• [Information provided]
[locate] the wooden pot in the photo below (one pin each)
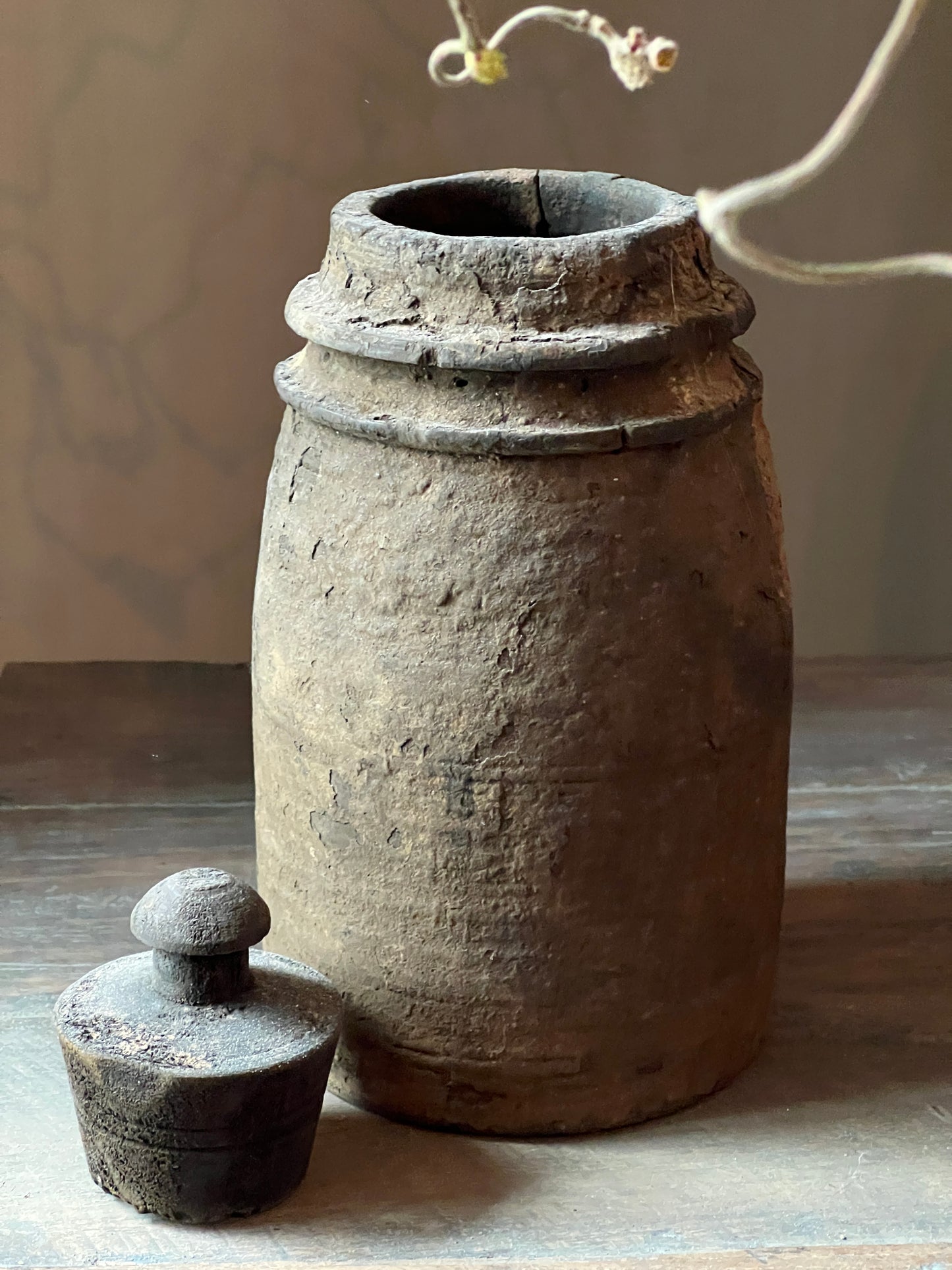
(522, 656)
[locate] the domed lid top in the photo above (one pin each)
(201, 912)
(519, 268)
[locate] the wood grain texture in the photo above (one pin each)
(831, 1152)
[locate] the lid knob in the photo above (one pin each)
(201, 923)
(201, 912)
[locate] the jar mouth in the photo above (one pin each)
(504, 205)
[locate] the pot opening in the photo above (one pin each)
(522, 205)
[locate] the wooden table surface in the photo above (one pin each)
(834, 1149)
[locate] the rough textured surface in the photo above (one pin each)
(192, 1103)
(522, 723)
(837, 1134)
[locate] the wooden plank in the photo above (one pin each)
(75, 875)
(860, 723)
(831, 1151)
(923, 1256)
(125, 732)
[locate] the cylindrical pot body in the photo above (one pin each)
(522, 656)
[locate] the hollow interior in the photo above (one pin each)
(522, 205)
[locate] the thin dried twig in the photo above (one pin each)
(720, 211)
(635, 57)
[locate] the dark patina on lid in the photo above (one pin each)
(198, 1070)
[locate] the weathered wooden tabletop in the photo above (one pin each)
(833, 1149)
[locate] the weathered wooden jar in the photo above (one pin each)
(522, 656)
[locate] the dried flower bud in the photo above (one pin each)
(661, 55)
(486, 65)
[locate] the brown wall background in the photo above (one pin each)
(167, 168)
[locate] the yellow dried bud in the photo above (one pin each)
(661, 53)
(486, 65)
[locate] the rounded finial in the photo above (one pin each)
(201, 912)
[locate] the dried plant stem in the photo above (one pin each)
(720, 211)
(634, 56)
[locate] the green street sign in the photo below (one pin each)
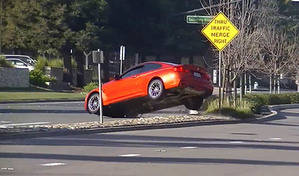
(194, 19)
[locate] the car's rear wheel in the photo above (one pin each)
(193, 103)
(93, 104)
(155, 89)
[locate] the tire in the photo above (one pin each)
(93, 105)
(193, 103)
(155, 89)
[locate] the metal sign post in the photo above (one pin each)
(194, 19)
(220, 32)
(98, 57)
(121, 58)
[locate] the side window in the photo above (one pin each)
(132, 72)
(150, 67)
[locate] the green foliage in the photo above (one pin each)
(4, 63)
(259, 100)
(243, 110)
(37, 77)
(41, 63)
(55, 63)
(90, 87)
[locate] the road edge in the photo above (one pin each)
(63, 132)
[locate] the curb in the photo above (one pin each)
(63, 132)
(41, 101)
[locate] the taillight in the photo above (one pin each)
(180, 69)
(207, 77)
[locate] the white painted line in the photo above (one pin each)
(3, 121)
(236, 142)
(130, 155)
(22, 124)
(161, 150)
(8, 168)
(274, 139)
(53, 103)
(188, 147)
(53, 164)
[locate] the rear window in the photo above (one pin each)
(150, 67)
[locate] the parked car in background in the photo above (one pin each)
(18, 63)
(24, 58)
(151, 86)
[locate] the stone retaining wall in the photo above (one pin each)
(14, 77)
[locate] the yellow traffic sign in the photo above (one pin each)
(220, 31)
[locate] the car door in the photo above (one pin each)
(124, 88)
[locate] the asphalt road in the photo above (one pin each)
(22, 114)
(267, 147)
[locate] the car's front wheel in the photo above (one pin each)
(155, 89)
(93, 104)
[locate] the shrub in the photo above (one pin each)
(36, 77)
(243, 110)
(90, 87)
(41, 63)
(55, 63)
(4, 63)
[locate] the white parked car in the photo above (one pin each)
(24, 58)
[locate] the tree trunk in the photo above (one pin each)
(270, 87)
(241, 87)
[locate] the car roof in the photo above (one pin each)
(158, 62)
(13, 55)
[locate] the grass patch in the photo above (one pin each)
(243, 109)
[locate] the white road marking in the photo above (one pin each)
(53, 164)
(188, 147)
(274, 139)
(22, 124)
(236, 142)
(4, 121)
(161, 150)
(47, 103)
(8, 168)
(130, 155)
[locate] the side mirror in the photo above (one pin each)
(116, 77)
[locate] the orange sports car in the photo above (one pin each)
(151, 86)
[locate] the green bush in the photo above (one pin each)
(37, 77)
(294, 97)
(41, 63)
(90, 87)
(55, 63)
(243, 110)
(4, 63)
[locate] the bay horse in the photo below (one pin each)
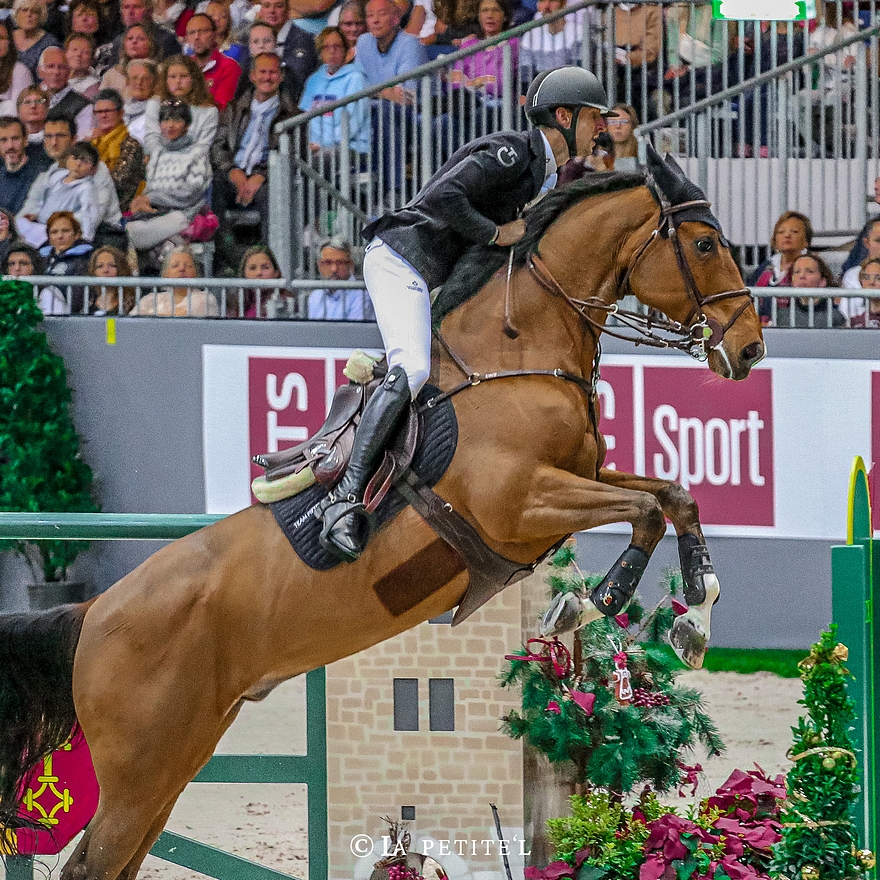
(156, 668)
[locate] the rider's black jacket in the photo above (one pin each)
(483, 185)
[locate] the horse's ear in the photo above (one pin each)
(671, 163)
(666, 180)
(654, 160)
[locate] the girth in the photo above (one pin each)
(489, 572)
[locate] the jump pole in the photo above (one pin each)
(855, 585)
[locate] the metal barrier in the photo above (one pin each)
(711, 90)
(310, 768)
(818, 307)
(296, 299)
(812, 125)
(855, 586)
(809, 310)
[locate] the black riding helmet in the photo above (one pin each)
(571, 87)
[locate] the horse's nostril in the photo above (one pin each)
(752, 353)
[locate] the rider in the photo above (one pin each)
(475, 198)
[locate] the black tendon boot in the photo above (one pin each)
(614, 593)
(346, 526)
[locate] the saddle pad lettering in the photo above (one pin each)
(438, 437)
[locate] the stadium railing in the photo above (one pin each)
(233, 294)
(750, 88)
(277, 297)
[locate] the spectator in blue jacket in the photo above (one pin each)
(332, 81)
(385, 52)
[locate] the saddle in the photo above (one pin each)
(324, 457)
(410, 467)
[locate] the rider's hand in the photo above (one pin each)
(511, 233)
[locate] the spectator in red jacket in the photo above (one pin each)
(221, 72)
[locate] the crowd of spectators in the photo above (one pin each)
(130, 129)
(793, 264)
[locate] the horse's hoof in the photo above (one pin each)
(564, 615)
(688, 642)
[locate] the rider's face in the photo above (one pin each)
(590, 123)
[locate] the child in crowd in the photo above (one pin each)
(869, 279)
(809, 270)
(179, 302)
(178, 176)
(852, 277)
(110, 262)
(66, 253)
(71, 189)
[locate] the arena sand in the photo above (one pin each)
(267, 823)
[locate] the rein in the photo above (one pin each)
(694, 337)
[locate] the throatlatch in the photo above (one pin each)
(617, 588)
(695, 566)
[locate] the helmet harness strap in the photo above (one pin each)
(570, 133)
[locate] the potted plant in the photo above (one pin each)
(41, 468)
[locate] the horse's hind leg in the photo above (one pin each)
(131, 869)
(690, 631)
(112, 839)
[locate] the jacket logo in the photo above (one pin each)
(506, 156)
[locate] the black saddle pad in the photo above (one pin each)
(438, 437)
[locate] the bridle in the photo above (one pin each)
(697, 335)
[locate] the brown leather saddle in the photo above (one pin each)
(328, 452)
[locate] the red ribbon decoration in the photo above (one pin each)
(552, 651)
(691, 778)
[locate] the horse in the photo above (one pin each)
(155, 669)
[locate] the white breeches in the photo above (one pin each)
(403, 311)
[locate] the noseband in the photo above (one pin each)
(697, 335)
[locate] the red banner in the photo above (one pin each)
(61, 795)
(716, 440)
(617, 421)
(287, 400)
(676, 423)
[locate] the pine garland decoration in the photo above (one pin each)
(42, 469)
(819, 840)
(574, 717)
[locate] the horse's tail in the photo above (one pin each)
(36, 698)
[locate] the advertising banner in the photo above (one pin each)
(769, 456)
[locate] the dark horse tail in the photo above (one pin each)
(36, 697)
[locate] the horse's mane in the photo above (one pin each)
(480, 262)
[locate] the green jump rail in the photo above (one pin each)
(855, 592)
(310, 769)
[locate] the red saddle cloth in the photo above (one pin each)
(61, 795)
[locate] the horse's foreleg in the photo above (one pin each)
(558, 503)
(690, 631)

• [Do this]
Reproduce every one of the records above word for word, leaving out the pictures.

• [Worked solution]
[locate] the wooden pot in the photo below (one pin each)
(522, 656)
[locate] the domed lid top in the photo above (one pin each)
(201, 912)
(519, 268)
[locate] the wood grain texture in the photo above (one pin each)
(831, 1152)
[locate] the lid knob in the photo above (one pin each)
(201, 923)
(201, 912)
[locate] the jar mouth in the photo above (one pin each)
(504, 205)
[locate] the pot opening in the photo above (one pin each)
(522, 205)
[locate] the wooden table surface in the photo above (one pin each)
(834, 1149)
[locate] the rough textured surface in the photo above (one pin each)
(192, 1103)
(522, 723)
(837, 1134)
[locate] the wooden plank in the photo above (one pin each)
(75, 875)
(860, 723)
(831, 1151)
(923, 1256)
(125, 732)
[locate] the cylindrical pot body in the photo above (one pin each)
(522, 656)
[locate] the hollow interior in the photo above (one pin each)
(522, 205)
[locate] the thin dried twig in the photo above (one pin each)
(720, 211)
(635, 57)
[locate] the dark patina on lid in the photo above (one pin each)
(198, 1070)
[locate] the weathered wooden tabletop in the photo above (one pin each)
(833, 1149)
[locate] the weathered wooden jar in the photo above (one pin each)
(522, 656)
[locate] the dried flower bud in the photo above (one pin each)
(661, 55)
(486, 65)
[locate] the brown wall background in the photo above (one pin each)
(167, 168)
[locate] the yellow dried bud in the photo above (one pin each)
(661, 53)
(486, 65)
[locate] the rounded finial in the photo above (one pin each)
(201, 912)
[locate] the dried plant stem in the photo above (one pin each)
(720, 211)
(634, 56)
[locate] the green street sign in the photo below (one pin each)
(194, 19)
[locate] the car's rear wheel in the photo above (one pin each)
(193, 103)
(93, 104)
(155, 89)
[locate] the tire in the photo above (one pin each)
(93, 105)
(193, 103)
(155, 89)
[locate] the metal sign post in the photo above (one pin each)
(194, 19)
(220, 32)
(98, 57)
(121, 58)
[locate] the side window in the photo above (one pin each)
(132, 72)
(150, 67)
[locate] the green foliage in the photo above (one pin each)
(4, 63)
(259, 100)
(243, 110)
(37, 77)
(41, 63)
(55, 63)
(90, 87)
[locate] the road edge in the photo above (one pin each)
(63, 132)
[locate] the curb in the photo above (one pin each)
(63, 132)
(41, 101)
[locate] the taillight in the photo above (one pin each)
(180, 69)
(207, 77)
[locate] the white painted line in the photo above (one pin each)
(3, 121)
(236, 142)
(130, 155)
(22, 124)
(161, 150)
(8, 168)
(274, 139)
(53, 103)
(188, 147)
(53, 164)
[locate] the rear window in the photo above (one pin each)
(150, 67)
[locate] the parked car in background in the photo above (one pin each)
(18, 63)
(24, 58)
(151, 86)
[locate] the stone retaining wall in the photo above (one pin each)
(14, 77)
[locate] the yellow traffic sign in the photo above (one pin each)
(220, 31)
[locate] the car door in the photo above (one pin each)
(124, 88)
[locate] the asphalt road in the photo above (one pin each)
(22, 114)
(267, 147)
[locate] the car's front wheel in the photo above (one pin each)
(155, 89)
(93, 104)
[locate] the shrub in the photo above (one pin each)
(36, 77)
(243, 110)
(90, 87)
(41, 63)
(55, 63)
(4, 63)
[locate] the white parked car in the photo above (one pin each)
(24, 58)
[locate] the tree trunk in the photo above (one pin each)
(270, 87)
(241, 87)
[locate] the car roof in the photo above (one pin each)
(158, 62)
(13, 55)
[locate] the grass patch in the photo above (one pin each)
(243, 109)
[locate] the white road marking in the photo above (one pin each)
(53, 164)
(188, 147)
(274, 139)
(22, 124)
(236, 142)
(4, 121)
(161, 150)
(47, 103)
(8, 168)
(130, 155)
[locate] the side mirror in the photo above (one pin each)
(116, 77)
[locate] the orange sports car in the photo above (one pin each)
(151, 86)
[locate] the green bush in the photo above (one pin each)
(37, 77)
(294, 97)
(41, 63)
(90, 87)
(55, 63)
(243, 110)
(4, 63)
[locate] the bay horse in the photo below (one pin each)
(156, 668)
[locate] the rider's black jacket in the photo above (one pin each)
(483, 185)
[locate] the horse's ear in the photo above (one pin each)
(671, 163)
(666, 180)
(654, 160)
[locate] the girth in the photo above (one pin each)
(489, 572)
[locate] the jump pole in the photo above (one pin each)
(855, 585)
[locate] the metal barrier in the photo above (one pin each)
(711, 90)
(310, 768)
(818, 307)
(296, 299)
(812, 125)
(855, 586)
(809, 310)
[locate] the black riding helmet in the photo above (one pin each)
(571, 87)
[locate] the horse's nostril in the photo above (one pin each)
(752, 353)
[locate] the rider in the photo above (one pin each)
(475, 198)
[locate] the black tendon boot in the photo above (one pin each)
(614, 593)
(346, 526)
[locate] the saddle pad lettering in the photo above (one pin each)
(438, 437)
[locate] the stadium railing in the photo above (one pin each)
(233, 294)
(750, 88)
(277, 297)
[locate] the spectator in blue jacket in the photo above (one pin each)
(332, 81)
(385, 52)
[locate] the saddle in the photo above (one pin each)
(324, 457)
(410, 467)
[locate] the rider's hand in the photo above (one pin each)
(511, 233)
[locate] the spectator in red jacket in the photo above (one pin each)
(221, 72)
[locate] the crowd of spectators in the photo above (one pin each)
(130, 129)
(793, 264)
[locate] the horse's hoof in the photo above (one pin each)
(564, 615)
(688, 642)
[locate] the rider's face in the photo above (one pin each)
(590, 123)
[locate] the child in crowd in the photo above (one pin each)
(869, 279)
(809, 270)
(179, 302)
(178, 176)
(852, 277)
(110, 262)
(66, 253)
(71, 189)
[locate] the arena sand in the photo above (one pin each)
(267, 823)
[locate] the rein in the photo above (one pin each)
(694, 337)
[locate] the throatlatch in the photo above (one pin each)
(617, 588)
(695, 566)
[locate] the helmet harness strap in the photo above (one pin each)
(570, 133)
[locate] the potted plant in the photo above (one pin each)
(41, 468)
[locate] the horse's hind leg in the photo above (one pin each)
(131, 869)
(690, 631)
(112, 839)
[locate] the jacket logo in the photo above (one pin each)
(506, 156)
[locate] the black saddle pad in the photo above (one pin each)
(438, 437)
[locate] the bridle in the photo above (one pin each)
(697, 335)
[locate] the brown leather saddle in the photo above (one pin each)
(328, 452)
[locate] the red ribbon decoration in the photo above (one pin each)
(552, 651)
(691, 778)
[locate] the horse in the photo above (one pin each)
(155, 669)
[locate] the white breeches in the photo above (one pin each)
(403, 311)
[locate] the noseband in the photo above (one pin each)
(697, 335)
[locate] the red banner in the photo above (one pin each)
(61, 795)
(716, 440)
(617, 421)
(287, 400)
(676, 423)
[locate] the pine garland decoration in the photo above (one pin each)
(42, 469)
(819, 840)
(574, 717)
[locate] the horse's tail in the photo above (one pin each)
(36, 698)
[locate] the advertising banner in the photo above (one pin each)
(769, 456)
[locate] the dark horse tail in the photo above (one pin each)
(36, 697)
[locate] the horse's mane in the photo above (one pin each)
(480, 262)
[locate] the green jump rail in the photo above (one pin each)
(855, 592)
(310, 769)
[locate] the red saddle cloth in the photo above (one pin each)
(61, 795)
[locate] the horse's foreleg in the photo above (one pin each)
(558, 503)
(690, 631)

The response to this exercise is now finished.